Extract every text line from the records below and reproduce each one word for word, leaving the pictures out.

****************

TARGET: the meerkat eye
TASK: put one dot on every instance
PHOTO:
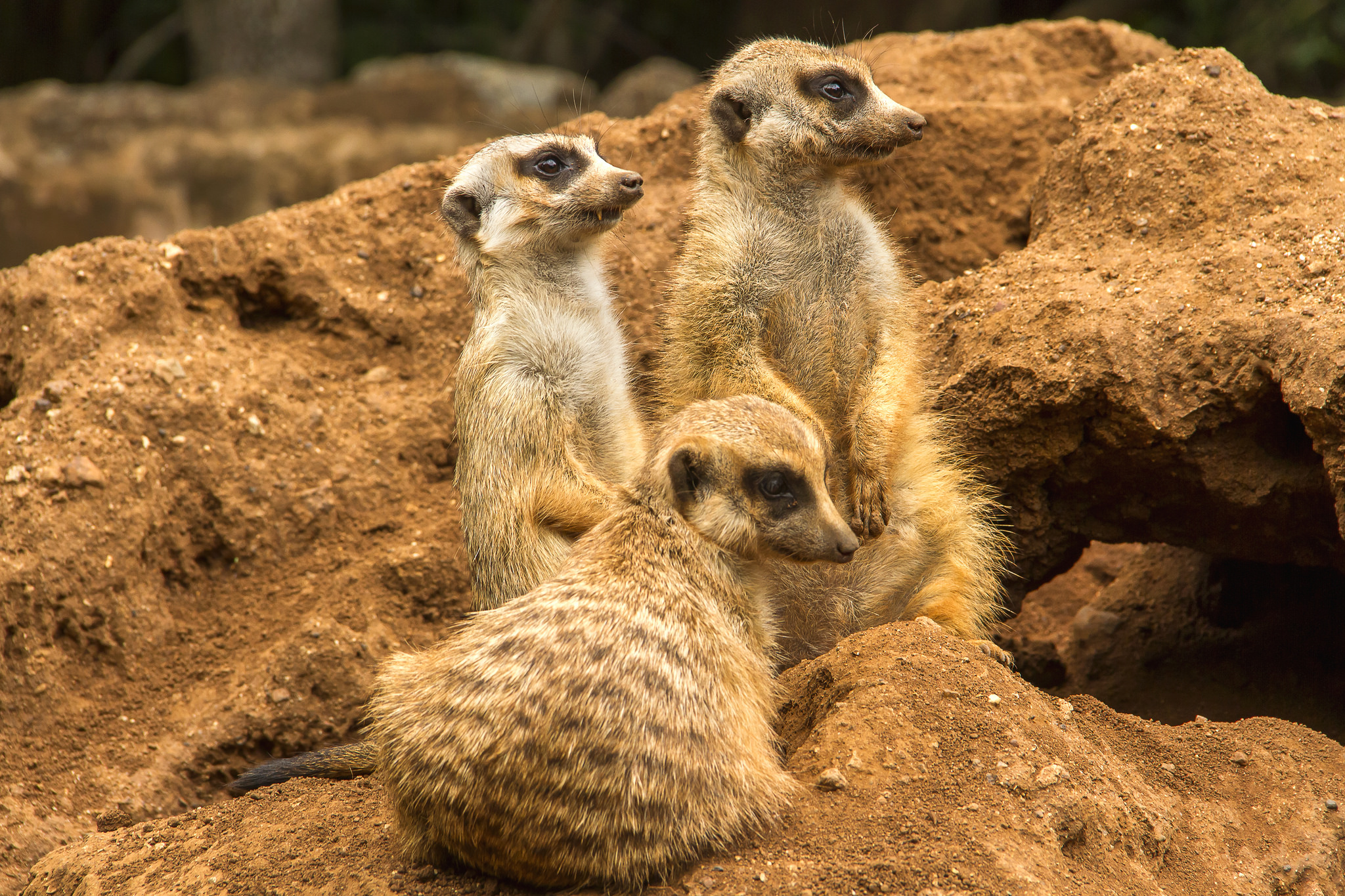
(834, 91)
(549, 167)
(774, 486)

****************

**WRITTEN SOLUTION**.
TARGET: the meerkat eye
TASK: put one dot on every instance
PHOTO:
(834, 91)
(549, 167)
(774, 486)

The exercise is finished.